:: PASSAGE TO READ ::
**********

But that explanation doesn’t comport with the facts. Manufacturing inventories were still very high relative to sales in 1933, so investment was far from hitting the “limit of zero.” Nor did Roosevelt’s gold devaluation entirely explain the upturn, since it wasn’t fully effective until January 1934. The New Deal legislative program was passed with record speed, and included major new policy experiments, like the AAA and the NIRA, but it would be a while before they had much effect.

Peter Temin and Barrie Wigmore, in a 1990 paper, proposed a “policy regime change” as the explanation, working its magic through a change in expectations. Hoover relied mostly on jaw-boning in the early days of the collapse, especially asking industry to maintain wages. His most promising initiative was the RFC, although it was trammeled with restrictions that limited its effectiveness. As the crisis worsened, however, he took to blaming the Europeans, and adopted a strong deflationist policy—balancing the budget, protecting the gold parity, imposing steep tax increases, and grimly proclaiming that the government could do little except try to squeeze all the excesses out of the economy.

**********

:: ENTRIES SUPPLIED ::
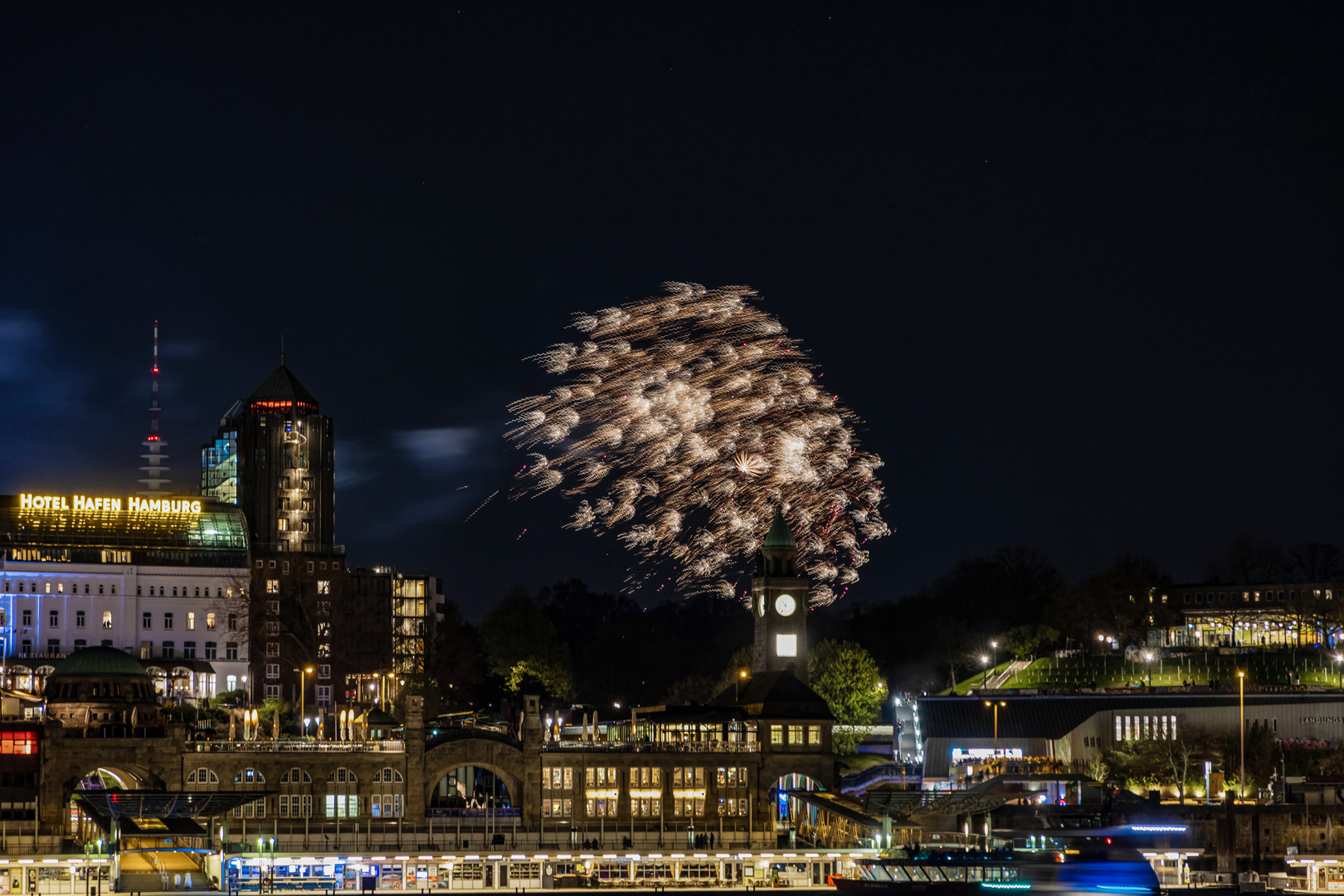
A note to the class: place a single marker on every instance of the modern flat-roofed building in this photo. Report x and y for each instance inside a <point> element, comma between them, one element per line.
<point>1254,616</point>
<point>1077,728</point>
<point>156,578</point>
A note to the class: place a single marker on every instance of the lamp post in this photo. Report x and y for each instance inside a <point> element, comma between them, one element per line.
<point>1241,702</point>
<point>996,704</point>
<point>303,692</point>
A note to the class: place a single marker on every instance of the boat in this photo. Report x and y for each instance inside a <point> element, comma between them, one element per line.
<point>1075,868</point>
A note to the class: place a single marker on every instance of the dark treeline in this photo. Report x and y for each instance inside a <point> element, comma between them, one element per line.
<point>577,645</point>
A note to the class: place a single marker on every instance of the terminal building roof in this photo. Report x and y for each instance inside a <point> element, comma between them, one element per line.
<point>214,536</point>
<point>1055,716</point>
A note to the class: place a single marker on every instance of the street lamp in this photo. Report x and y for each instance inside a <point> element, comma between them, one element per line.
<point>996,704</point>
<point>303,692</point>
<point>1241,700</point>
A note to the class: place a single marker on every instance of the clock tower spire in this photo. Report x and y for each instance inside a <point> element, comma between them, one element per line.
<point>780,605</point>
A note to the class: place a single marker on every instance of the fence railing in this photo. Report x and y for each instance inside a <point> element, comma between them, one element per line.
<point>299,746</point>
<point>654,746</point>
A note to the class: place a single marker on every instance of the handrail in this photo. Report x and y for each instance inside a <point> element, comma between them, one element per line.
<point>299,746</point>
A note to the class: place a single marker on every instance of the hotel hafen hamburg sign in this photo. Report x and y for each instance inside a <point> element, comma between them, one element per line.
<point>132,505</point>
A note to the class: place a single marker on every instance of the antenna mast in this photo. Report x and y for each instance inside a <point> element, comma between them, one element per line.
<point>158,481</point>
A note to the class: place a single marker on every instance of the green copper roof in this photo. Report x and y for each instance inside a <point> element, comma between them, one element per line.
<point>778,536</point>
<point>100,661</point>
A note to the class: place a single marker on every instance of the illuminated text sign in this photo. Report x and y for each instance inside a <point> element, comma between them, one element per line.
<point>82,503</point>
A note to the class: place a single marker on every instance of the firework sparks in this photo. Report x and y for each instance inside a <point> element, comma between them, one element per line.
<point>686,421</point>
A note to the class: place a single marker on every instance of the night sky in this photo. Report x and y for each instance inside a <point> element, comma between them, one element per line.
<point>1077,268</point>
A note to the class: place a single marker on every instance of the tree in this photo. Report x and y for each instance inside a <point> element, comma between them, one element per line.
<point>850,681</point>
<point>1029,641</point>
<point>522,648</point>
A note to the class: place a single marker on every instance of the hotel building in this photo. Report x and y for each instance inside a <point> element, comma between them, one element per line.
<point>162,579</point>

**********

:: PROBLEM REQUIREMENTS ::
Please carry on the passage above about the 1933 economic recovery, starting right after its last sentence.

:: OUTPUT OF THE EXERCISE ::
Temin and Wigmore do not argue that the public understood the details of the new administration’s policies, but only that they grasped that Roosevelt’s approach would be completely different. Roosevelt bided his time during the long post-election interlude, not attacking Hoover, but refusing to ally himself with the Hoover agenda. In his first weeks in office, he openly trumpeted his reflationist agenda with the bank holiday, the floating of the dollar, the suspension of gold exports, and his “bombshell” message to the Monetary and Economic Conference. The reaction of conservative media underscored the radical nature of the changes. The Commercial and Financial Chronicle called it “a step backward toward the darkness of the Middle Ages,” while the head of the Chase Bank wailed that the devaluation was “an act of economic destruction of fearful magnitude.” The wave of new legislation, large appropriations for the AAA, the open embrace of deficit spending, and a new, and more cooperative, chairman of the Federal Reserve who promptly eased credit were all part of the show. And it helped that some financial luminaries, including Jack Morgan, supported the president’s policies. The stock market was gleeful. Industrial stocks doubled in the first four months after the inauguration, and the production of investment goods more than doubled by the fall of 1933.40 Such developments, all in all, seemed dramatic confirmation of the Roosevelt campaign song, the Tin Pan Alley favorite, “Happy Days Are Here Again.”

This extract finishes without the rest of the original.